DOCUMENT
Excellent article re the Croft saga published on BikeSport News website:http://bikesportnews...html?id=2&col=1

"CROFT - THE THIN END OF THE WEDGE

The rejection of the Croft Circuit appeal looks surprising and frightening in equal measure to most people within the industry. However, it is not the first circuit to be subjected to such Draconian restrictions.

Lydden Hill in Kent suffered a similar ruling back in the late 1980s, with Dover District Council siding with just three residents and imposing strict conditions for the operation of the venue which limited the circuit to just 52 days of activity in any calendar year. The venue has survived until the present day, but you only have to look at how far its development has fallen behind the other permanent circuits in the intervening years to see the drastic effect this has on investment and facilities.

If anything, the Croft situation is even more serious as BARC have invested heavily in the venue expecting to be able to reap the rewards of that financial outlay over a period of many years. The simple arithmetic says that in order to maintain the venue in its current state, an average days circuit hire would need to go from approximately £17,000 per day (based on 144 days useage) to a new level of £61,200 per day (based on the new restriction of just 40 days). Clearly that is an untenable situation and savings would have to made elsewhere, but to attempt to make savings of £1,768,000 each year is probably beyond even the considerable business skills of the BARC.

The scary thing about this case, is how the claimants by-passed the Section 106 Planning Permissions that the circuit owners had operated within since 1998. Most circuit operators are extremely careful to stay well within the planning permission for their particular venue, thus giving their neighbours no reasonable excuse to challenge their right to operate the business within those restrictions.

The key difference here is that this challenge is somewhat of an “inside job” given that one of the principals was formerly married to the circuit manager when they bought the property and the incisive point is that she was fully aware of the operations that took place before the 1998 planning permission was finalised.

The vital period from the claimants point of view was 1994 to 1998 and this is how they diverted the accusation that they had “Come to Nuisance” which is the sane mans way of saying “If you move in next to a motor racing circuit, what do you expect?”

DATA LISTING
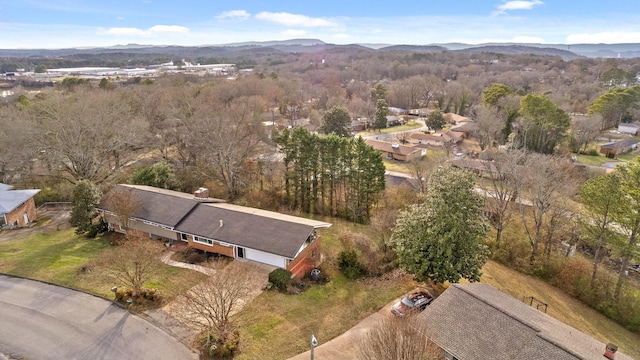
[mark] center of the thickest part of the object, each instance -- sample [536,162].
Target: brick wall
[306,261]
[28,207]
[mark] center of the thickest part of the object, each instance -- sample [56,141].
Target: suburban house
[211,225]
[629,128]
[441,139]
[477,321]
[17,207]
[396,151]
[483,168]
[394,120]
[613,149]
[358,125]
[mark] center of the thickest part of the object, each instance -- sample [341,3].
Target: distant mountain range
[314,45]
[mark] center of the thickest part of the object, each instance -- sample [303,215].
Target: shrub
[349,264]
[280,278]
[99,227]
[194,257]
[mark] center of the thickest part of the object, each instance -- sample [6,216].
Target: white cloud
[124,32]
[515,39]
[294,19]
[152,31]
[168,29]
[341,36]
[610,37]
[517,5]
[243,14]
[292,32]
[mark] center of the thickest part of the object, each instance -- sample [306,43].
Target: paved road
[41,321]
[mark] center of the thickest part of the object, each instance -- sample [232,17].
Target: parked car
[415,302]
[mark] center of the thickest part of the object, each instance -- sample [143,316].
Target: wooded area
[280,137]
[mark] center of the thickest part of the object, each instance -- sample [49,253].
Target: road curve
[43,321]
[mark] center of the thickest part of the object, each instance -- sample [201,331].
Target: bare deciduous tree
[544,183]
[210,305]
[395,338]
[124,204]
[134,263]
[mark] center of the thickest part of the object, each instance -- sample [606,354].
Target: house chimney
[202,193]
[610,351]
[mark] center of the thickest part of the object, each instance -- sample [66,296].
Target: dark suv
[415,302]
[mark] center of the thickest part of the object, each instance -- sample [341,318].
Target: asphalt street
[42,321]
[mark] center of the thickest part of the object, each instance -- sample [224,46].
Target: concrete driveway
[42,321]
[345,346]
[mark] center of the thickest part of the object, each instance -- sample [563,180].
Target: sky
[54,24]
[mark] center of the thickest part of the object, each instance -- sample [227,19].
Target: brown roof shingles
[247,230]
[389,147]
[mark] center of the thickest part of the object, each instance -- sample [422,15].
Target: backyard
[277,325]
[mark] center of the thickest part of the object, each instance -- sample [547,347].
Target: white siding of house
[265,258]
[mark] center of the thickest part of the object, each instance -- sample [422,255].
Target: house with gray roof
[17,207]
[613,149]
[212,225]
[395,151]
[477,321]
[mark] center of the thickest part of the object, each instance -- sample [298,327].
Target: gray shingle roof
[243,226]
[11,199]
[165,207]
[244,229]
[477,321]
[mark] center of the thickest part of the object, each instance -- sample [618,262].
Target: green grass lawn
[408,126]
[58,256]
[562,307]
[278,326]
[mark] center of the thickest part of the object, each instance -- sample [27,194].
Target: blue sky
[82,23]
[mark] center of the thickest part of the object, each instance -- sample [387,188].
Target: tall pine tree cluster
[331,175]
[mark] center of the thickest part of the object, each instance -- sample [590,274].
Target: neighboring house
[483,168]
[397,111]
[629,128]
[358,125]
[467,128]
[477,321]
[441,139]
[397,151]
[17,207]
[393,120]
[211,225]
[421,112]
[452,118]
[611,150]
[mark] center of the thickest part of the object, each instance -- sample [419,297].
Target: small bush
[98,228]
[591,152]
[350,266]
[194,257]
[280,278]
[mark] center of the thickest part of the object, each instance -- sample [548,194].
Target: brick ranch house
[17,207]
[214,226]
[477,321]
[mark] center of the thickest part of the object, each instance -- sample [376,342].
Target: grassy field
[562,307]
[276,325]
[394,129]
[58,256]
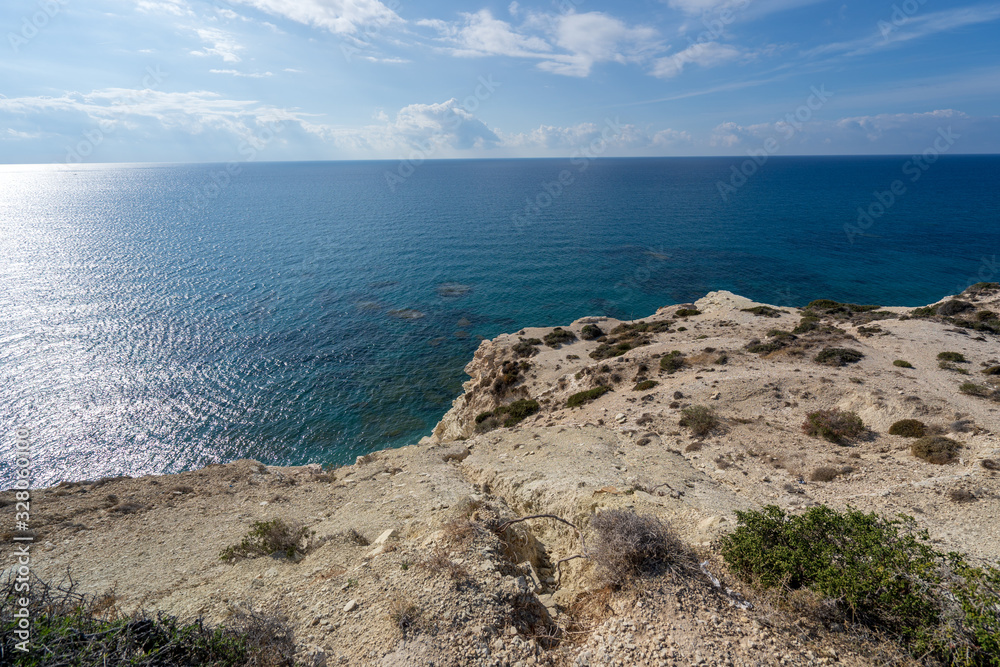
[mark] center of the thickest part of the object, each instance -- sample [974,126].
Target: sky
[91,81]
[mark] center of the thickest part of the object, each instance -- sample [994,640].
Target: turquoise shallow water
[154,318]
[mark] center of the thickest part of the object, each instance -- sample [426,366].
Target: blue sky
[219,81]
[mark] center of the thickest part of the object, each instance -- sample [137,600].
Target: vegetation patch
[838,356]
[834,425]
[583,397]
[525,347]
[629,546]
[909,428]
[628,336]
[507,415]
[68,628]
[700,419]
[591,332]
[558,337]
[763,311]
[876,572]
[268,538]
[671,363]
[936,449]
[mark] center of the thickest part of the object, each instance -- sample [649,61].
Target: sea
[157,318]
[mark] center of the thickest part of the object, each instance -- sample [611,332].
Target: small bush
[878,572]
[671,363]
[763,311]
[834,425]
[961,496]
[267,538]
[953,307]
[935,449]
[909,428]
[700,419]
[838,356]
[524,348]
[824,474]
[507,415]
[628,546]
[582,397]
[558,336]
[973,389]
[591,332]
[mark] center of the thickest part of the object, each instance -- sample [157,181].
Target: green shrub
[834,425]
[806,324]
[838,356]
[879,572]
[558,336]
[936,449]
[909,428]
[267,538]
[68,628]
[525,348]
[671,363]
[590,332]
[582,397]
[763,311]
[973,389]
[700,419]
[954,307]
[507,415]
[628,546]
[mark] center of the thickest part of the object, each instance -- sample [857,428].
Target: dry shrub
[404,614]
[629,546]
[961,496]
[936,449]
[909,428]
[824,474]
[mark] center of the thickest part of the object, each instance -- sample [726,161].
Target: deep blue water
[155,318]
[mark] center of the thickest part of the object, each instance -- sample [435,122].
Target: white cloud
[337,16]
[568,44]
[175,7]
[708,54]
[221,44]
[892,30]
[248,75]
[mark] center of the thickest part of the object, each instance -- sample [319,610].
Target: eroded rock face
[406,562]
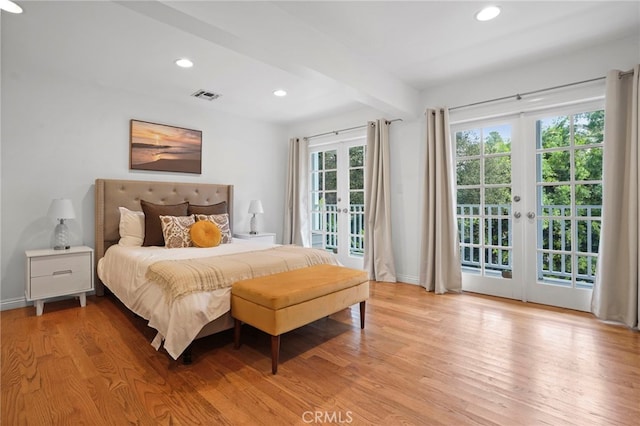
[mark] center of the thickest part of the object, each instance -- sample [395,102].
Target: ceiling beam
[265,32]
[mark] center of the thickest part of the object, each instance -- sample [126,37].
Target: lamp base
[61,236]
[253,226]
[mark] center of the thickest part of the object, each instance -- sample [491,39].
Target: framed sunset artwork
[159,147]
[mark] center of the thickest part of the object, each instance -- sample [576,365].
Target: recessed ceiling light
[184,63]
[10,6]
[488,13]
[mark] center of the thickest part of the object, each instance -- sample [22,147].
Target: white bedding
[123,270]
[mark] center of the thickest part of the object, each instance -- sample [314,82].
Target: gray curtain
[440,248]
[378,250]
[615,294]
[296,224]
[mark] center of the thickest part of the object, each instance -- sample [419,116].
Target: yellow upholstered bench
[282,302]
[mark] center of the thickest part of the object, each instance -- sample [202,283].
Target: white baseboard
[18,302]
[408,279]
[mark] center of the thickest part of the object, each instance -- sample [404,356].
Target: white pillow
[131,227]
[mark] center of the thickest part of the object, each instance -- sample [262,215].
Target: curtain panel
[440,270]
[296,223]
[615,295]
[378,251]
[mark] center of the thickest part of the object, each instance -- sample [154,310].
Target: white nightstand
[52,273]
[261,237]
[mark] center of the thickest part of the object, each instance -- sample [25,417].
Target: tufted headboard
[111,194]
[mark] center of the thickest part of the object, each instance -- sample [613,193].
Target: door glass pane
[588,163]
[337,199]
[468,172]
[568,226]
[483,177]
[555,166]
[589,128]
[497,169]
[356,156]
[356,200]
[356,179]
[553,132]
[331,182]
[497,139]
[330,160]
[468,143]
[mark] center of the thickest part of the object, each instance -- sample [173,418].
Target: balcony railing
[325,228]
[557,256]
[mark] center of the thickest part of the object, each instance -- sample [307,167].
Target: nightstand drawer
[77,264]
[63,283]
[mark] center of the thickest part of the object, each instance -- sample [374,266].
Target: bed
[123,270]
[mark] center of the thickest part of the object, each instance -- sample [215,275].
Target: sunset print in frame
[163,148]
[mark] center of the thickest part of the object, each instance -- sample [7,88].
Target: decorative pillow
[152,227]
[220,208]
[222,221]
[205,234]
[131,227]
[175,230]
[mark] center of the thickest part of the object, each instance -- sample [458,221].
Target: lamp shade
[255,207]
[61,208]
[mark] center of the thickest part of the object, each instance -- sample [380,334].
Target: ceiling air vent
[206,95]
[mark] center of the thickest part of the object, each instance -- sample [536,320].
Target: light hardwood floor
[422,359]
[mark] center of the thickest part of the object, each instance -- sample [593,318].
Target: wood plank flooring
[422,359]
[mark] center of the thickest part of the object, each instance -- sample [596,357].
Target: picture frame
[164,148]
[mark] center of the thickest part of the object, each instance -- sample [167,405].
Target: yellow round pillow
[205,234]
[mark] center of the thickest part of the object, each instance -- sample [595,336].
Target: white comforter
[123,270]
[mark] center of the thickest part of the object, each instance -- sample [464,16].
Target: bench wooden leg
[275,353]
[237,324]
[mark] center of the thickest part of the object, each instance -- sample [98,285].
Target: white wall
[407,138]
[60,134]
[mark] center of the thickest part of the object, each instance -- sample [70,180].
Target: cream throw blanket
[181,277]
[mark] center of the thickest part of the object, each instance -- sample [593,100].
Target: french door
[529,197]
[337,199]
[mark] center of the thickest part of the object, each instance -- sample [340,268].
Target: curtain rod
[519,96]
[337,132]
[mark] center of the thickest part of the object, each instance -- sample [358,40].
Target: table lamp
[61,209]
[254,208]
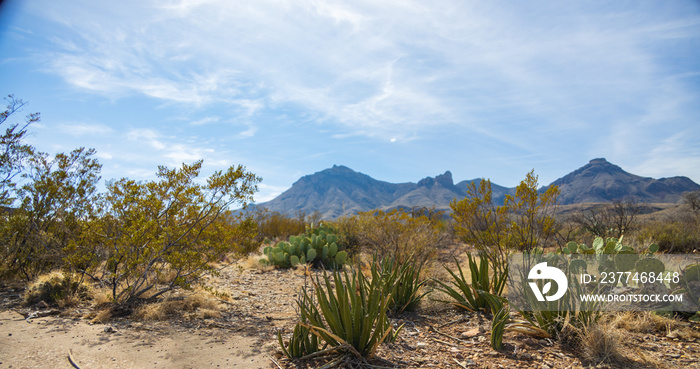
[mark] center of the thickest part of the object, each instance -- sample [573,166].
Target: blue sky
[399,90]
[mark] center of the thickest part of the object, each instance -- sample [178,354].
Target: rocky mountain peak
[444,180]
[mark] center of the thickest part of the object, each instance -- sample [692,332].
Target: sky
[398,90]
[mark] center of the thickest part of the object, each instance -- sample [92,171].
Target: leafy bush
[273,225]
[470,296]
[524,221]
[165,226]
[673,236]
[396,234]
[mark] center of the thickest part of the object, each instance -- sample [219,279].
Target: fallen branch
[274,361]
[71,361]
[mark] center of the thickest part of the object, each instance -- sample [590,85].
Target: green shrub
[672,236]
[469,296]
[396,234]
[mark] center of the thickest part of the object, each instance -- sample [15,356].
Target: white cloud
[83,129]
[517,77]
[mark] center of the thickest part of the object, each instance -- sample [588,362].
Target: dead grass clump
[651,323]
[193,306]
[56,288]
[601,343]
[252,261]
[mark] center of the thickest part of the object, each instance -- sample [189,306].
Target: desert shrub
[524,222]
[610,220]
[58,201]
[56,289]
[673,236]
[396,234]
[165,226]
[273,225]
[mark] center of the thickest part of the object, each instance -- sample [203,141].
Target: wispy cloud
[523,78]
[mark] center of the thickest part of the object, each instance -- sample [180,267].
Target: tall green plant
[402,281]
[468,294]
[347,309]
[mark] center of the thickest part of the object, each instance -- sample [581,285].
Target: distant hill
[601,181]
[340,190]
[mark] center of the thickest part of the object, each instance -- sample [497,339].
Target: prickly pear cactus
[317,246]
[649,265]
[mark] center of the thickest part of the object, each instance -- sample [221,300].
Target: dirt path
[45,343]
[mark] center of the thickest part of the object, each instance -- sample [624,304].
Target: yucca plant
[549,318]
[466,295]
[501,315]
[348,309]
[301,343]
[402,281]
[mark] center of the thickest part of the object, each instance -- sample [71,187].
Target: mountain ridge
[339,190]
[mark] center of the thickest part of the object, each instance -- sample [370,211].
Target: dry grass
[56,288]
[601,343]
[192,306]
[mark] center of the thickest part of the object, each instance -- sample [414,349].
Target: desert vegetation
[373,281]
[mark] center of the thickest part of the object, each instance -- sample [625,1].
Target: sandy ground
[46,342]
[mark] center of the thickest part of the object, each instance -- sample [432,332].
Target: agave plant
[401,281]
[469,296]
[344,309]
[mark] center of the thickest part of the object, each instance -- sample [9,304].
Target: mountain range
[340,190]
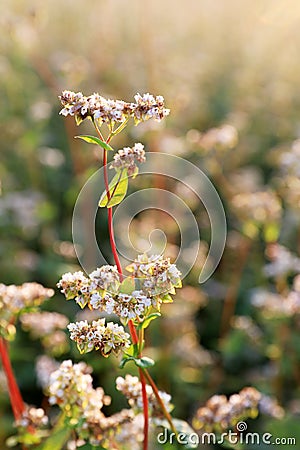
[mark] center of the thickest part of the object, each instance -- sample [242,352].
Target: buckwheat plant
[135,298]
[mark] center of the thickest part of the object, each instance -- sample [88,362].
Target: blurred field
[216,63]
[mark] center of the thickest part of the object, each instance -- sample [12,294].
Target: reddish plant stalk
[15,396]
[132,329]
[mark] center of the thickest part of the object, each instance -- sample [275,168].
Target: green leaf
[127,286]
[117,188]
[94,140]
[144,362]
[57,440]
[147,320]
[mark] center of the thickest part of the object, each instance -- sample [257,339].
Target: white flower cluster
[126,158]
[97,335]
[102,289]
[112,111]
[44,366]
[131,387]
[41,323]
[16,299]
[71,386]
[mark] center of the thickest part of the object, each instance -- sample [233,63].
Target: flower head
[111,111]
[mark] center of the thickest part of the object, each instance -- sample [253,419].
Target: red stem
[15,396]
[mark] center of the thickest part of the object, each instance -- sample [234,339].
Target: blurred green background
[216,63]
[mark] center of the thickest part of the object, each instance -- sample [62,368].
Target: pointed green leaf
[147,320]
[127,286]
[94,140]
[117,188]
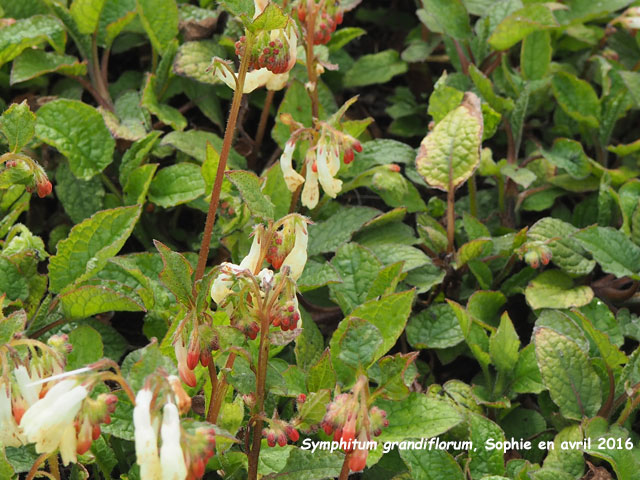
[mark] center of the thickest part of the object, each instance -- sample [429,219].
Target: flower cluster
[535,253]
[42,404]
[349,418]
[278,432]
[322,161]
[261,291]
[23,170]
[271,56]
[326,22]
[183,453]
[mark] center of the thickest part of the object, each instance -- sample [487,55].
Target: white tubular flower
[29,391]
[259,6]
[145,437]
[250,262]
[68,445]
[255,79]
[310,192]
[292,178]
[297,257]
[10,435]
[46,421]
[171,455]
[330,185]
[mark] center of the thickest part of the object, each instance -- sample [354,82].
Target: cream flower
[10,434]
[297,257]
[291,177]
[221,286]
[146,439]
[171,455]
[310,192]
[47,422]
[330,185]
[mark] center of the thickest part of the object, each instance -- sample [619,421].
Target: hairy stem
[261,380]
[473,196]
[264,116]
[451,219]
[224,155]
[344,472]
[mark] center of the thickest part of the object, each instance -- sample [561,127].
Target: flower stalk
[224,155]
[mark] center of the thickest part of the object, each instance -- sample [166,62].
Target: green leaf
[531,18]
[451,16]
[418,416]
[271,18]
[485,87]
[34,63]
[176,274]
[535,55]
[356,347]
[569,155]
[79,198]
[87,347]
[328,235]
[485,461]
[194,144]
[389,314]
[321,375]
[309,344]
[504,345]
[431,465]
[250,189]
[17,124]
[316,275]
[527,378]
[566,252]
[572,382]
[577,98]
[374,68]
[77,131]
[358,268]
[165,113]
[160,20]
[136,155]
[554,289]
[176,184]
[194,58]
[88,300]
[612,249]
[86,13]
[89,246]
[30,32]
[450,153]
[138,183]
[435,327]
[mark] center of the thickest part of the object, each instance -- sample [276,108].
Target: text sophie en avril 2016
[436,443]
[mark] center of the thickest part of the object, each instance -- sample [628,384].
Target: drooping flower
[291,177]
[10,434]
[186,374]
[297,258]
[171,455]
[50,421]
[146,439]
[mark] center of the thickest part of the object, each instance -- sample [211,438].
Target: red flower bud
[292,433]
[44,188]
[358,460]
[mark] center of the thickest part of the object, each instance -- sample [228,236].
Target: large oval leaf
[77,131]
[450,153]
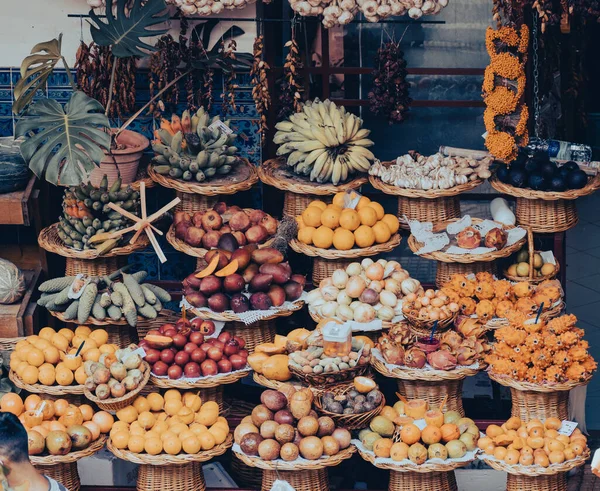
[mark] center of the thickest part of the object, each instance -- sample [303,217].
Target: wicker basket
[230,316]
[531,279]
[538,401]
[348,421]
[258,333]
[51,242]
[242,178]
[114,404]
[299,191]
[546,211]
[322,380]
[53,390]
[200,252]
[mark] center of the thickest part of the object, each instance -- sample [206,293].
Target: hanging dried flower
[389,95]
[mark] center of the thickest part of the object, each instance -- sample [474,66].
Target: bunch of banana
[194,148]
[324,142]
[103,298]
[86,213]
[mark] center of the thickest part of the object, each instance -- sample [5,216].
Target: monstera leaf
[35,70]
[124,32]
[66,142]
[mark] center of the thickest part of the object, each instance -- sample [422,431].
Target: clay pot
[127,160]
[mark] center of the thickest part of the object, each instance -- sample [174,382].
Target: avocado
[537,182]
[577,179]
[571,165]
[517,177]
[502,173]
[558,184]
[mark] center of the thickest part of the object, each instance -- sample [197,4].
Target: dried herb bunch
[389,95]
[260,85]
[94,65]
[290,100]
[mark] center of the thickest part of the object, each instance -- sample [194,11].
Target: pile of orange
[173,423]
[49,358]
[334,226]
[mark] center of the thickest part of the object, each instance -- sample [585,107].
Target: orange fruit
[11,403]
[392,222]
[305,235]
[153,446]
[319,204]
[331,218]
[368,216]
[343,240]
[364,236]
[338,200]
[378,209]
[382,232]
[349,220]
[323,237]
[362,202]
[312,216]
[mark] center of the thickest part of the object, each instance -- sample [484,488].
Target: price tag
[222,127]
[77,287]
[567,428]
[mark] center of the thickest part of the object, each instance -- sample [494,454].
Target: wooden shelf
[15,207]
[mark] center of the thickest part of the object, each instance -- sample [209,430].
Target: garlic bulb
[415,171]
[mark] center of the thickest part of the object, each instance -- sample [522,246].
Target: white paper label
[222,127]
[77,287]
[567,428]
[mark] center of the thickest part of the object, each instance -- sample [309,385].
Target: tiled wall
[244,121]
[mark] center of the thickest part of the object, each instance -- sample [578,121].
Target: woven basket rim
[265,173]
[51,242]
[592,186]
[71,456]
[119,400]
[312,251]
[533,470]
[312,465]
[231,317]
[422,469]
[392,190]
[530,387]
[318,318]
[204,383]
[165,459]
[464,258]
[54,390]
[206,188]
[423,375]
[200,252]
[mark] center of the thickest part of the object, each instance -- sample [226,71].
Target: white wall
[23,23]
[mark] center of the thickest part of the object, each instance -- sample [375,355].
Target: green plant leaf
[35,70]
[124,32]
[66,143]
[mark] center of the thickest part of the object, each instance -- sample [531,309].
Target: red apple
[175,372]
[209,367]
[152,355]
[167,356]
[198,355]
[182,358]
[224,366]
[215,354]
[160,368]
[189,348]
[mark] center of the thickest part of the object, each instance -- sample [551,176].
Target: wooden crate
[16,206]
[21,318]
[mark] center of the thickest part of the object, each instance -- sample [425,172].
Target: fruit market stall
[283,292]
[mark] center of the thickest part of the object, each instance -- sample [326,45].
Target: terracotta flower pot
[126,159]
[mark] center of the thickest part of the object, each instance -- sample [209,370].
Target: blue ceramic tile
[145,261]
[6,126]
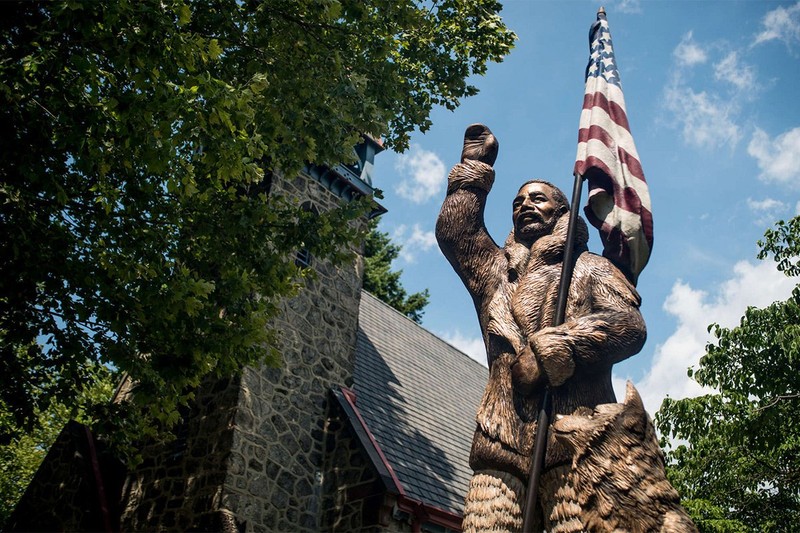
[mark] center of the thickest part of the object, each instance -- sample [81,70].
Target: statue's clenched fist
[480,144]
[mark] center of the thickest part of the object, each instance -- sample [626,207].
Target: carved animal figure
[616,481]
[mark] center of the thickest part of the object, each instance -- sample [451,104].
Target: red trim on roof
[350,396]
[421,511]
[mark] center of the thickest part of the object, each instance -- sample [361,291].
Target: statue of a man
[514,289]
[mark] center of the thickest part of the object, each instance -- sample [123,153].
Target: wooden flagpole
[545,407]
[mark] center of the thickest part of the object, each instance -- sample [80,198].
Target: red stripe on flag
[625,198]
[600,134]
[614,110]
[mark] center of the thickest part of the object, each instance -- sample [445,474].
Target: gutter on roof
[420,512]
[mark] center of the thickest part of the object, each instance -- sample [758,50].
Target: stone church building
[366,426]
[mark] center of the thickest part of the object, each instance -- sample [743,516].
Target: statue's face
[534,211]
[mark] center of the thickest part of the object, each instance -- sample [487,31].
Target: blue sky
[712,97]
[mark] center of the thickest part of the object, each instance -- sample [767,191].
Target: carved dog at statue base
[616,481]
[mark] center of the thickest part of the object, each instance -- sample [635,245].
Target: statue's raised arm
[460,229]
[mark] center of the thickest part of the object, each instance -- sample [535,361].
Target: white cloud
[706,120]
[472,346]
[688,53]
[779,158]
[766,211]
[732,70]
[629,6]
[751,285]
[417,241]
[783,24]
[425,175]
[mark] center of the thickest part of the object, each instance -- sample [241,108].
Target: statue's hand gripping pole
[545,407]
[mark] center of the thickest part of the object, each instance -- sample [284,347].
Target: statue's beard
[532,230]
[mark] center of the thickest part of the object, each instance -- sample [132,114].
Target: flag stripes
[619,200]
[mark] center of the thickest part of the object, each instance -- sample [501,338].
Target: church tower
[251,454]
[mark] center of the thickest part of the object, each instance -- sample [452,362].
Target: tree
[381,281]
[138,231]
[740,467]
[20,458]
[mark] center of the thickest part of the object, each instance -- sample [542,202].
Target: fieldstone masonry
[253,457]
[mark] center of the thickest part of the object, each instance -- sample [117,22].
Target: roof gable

SHORT TASK 1
Return the passage of the Croft Circuit article that starts at "Excellent article re" and ends at "investment and facilities.", copied word for word.
SHORT TASK 2
Collect every line of the rows that contains the word "carved", matching its case exactly.

TASK RESULT 1
Excellent article re the Croft saga published on BikeSport News website:http://bikesportnews...html?id=2&col=1

"CROFT - THE THIN END OF THE WEDGE

The rejection of the Croft Circuit appeal looks surprising and frightening in equal measure to most people within the industry. However, it is not the first circuit to be subjected to such Draconian restrictions.

Lydden Hill in Kent suffered a similar ruling back in the late 1980s, with Dover District Council siding with just three residents and imposing strict conditions for the operation of the venue which limited the circuit to just 52 days of activity in any calendar year. The venue has survived until the present day, but you only have to look at how far its development has fallen behind the other permanent circuits in the intervening years to see the drastic effect this has on investment and facilities.

TASK RESULT 2
Target: carved animal figure
Target: carved dog at statue base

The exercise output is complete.